[Start DATA FOR THIS TASK]

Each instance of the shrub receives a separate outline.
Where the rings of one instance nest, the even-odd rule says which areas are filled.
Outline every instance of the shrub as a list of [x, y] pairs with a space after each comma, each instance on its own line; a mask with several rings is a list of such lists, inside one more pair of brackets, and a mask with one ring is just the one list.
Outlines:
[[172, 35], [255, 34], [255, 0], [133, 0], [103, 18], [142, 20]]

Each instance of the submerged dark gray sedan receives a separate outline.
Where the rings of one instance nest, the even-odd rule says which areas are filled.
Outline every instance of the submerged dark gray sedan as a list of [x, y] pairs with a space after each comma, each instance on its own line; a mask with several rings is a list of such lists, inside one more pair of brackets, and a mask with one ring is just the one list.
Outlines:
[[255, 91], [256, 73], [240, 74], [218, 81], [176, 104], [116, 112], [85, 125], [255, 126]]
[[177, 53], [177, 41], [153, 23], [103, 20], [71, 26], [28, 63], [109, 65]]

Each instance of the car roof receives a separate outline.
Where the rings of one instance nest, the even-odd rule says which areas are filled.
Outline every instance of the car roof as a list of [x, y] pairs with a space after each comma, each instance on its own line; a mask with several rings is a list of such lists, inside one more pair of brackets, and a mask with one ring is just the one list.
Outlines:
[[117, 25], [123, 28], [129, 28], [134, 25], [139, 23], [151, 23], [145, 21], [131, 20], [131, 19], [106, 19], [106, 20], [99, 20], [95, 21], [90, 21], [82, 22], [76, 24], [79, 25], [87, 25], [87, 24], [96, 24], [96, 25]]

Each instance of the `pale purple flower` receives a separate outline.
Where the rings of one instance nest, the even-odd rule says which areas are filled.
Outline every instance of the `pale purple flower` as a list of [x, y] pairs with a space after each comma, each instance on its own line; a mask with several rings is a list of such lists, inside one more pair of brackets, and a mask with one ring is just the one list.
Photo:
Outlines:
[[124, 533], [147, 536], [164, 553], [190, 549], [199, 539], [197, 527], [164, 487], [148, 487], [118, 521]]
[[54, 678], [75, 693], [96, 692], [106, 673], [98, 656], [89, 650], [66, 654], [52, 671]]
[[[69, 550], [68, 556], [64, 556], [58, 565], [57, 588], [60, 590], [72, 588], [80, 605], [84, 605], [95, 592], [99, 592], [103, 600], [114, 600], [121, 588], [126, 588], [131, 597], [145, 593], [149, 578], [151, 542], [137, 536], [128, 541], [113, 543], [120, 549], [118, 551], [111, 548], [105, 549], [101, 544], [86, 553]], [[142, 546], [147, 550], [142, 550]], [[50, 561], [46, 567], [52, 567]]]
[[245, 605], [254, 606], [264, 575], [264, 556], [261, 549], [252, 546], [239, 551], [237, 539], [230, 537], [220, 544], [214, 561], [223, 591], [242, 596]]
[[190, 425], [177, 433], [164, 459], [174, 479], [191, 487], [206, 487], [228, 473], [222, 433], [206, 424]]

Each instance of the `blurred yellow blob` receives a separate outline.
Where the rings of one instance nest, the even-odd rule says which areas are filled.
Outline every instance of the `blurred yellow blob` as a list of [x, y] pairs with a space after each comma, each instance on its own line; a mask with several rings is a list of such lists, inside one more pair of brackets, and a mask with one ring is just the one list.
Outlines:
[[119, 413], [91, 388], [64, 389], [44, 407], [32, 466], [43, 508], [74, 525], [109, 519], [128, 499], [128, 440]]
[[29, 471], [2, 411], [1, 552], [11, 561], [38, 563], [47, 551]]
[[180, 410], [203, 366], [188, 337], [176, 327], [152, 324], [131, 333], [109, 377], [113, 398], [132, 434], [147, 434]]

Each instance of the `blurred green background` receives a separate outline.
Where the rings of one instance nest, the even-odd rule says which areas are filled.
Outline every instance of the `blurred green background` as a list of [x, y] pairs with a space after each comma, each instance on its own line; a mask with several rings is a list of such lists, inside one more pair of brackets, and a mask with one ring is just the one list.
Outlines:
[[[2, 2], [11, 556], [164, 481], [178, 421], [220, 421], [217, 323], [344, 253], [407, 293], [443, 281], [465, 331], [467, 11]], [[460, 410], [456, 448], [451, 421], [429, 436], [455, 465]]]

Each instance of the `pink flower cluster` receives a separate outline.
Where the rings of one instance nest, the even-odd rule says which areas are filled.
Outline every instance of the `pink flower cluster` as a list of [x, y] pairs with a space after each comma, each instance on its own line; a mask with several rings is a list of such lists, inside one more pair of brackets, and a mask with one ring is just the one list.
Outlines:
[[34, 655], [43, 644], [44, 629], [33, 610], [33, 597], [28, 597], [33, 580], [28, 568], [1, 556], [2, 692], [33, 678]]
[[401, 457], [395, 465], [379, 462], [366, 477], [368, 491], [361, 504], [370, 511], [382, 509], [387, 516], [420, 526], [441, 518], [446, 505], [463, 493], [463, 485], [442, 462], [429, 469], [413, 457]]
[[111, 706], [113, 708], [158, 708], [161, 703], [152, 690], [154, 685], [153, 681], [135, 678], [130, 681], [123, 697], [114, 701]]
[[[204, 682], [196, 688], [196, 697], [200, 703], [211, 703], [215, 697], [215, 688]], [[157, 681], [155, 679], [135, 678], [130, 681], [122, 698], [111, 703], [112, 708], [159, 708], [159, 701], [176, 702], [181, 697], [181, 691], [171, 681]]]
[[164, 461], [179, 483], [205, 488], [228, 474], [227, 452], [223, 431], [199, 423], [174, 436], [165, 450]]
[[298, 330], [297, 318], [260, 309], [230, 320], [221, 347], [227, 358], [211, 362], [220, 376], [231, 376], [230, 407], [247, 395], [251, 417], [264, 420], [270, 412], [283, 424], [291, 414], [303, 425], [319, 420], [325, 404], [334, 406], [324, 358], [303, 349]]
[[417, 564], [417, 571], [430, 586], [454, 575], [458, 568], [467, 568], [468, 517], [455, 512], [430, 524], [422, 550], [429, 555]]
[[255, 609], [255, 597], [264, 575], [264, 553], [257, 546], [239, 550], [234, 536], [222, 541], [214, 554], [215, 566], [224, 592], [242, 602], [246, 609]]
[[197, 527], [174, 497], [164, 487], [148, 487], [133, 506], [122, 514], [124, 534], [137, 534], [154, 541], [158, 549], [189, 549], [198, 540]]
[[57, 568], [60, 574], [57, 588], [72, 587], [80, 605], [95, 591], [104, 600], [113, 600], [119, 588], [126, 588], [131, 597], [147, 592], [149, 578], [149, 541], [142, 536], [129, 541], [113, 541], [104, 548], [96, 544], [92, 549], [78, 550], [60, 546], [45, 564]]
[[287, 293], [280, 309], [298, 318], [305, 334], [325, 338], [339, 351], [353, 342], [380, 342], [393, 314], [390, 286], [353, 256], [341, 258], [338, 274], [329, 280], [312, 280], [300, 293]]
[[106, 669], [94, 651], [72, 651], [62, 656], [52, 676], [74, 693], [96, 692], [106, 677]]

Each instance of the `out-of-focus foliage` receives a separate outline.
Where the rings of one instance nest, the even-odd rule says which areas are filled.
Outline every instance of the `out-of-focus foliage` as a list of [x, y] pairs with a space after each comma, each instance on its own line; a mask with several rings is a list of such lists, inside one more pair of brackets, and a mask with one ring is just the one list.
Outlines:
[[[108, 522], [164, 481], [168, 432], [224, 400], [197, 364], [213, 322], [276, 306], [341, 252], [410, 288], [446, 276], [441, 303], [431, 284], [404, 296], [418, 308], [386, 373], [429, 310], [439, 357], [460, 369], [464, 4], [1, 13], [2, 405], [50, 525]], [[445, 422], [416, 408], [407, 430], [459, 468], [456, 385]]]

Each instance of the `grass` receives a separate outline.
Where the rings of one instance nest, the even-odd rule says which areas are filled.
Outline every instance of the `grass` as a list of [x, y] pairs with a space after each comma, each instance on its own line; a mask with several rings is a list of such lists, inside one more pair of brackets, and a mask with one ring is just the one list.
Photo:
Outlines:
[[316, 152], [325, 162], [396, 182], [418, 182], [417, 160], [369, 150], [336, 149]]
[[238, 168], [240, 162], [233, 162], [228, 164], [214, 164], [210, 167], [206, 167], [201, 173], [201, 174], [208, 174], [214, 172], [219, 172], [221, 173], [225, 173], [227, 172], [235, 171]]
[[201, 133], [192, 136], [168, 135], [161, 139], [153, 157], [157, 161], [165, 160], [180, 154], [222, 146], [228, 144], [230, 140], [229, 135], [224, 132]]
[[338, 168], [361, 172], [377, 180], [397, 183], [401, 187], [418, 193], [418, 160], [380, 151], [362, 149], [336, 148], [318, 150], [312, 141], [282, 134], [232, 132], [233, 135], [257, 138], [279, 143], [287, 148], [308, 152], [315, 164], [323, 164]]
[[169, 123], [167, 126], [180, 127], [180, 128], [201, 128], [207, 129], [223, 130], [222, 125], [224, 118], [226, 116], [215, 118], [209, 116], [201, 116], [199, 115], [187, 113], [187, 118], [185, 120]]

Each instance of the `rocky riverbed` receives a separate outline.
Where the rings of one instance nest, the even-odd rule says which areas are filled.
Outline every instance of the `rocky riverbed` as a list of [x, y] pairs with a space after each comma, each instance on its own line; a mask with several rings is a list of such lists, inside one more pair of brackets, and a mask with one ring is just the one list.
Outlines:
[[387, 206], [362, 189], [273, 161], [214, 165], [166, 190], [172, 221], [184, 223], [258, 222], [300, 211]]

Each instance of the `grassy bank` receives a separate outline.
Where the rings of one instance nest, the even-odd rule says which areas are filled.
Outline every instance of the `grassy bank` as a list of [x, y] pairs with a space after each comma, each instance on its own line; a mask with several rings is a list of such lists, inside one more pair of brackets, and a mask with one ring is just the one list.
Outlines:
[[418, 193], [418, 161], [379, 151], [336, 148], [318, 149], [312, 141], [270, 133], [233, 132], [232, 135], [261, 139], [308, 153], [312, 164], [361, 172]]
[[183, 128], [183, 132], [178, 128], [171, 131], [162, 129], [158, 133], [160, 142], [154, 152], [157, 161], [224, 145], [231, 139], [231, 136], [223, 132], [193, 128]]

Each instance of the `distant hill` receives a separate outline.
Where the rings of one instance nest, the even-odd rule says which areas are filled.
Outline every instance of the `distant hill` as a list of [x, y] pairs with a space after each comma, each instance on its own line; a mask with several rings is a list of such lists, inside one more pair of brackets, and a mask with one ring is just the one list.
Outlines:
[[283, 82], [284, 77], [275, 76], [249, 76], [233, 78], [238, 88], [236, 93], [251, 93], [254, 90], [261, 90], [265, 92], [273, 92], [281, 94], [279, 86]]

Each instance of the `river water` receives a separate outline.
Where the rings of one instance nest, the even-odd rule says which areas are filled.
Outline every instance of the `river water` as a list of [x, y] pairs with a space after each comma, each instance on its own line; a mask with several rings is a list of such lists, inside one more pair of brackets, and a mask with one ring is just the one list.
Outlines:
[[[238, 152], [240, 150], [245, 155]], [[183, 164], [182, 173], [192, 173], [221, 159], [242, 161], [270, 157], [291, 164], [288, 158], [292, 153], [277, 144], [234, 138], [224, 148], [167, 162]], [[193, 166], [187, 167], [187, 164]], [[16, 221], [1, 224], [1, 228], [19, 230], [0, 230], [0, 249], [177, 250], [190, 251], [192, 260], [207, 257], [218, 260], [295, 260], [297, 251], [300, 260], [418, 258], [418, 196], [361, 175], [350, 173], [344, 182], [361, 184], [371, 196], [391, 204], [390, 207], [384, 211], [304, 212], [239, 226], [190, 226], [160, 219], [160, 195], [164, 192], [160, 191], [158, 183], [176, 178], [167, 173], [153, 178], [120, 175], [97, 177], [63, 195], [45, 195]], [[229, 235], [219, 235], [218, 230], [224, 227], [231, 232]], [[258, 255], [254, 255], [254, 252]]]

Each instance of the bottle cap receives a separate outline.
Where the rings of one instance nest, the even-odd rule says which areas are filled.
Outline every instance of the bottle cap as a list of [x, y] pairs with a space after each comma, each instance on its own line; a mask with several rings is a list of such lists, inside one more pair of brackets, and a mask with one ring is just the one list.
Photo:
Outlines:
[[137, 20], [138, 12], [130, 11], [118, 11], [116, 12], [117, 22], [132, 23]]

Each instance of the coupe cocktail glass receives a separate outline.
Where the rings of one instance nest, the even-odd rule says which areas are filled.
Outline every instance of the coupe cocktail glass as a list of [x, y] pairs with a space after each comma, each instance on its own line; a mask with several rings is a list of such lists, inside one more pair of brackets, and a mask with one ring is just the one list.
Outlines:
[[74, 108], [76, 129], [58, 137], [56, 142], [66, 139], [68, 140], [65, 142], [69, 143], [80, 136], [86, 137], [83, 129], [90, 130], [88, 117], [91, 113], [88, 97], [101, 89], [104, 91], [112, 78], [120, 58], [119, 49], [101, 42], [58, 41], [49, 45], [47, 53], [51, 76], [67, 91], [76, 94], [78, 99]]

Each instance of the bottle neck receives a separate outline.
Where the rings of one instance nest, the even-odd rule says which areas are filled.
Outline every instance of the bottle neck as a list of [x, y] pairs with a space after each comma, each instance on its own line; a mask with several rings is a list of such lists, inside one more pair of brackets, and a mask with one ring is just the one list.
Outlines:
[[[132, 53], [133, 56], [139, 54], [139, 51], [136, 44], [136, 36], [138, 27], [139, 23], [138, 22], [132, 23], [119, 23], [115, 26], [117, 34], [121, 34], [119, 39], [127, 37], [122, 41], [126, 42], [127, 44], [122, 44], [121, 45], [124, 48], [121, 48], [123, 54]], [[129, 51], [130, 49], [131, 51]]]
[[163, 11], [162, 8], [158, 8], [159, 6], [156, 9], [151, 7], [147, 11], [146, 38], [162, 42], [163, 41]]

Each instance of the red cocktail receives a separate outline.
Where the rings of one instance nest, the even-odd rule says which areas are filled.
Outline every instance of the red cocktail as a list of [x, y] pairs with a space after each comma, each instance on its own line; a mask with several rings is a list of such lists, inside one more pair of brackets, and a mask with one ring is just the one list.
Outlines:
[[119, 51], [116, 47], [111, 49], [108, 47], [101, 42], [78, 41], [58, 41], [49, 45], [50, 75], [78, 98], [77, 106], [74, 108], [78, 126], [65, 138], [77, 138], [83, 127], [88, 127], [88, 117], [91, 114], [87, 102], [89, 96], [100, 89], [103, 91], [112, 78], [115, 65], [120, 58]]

[End DATA FOR THIS TASK]

Write out the lines from the start of the records up to and including the line with "18], [142, 20]]", swapping "shrub" for "bush" and leaving everything else the same.

Each instance of the bush receives a separate outline.
Where the rings of one instance nest, the even-odd rule says which areas are filled.
Outline every instance of the bush as a list of [x, y] pairs with a space after each comma, each instance on its own line; a mask with several rings is a list of such lists, inside one more pair of brackets, and a mask with one ring is just the one list.
Outlines:
[[172, 35], [255, 34], [255, 0], [133, 0], [103, 18], [142, 20]]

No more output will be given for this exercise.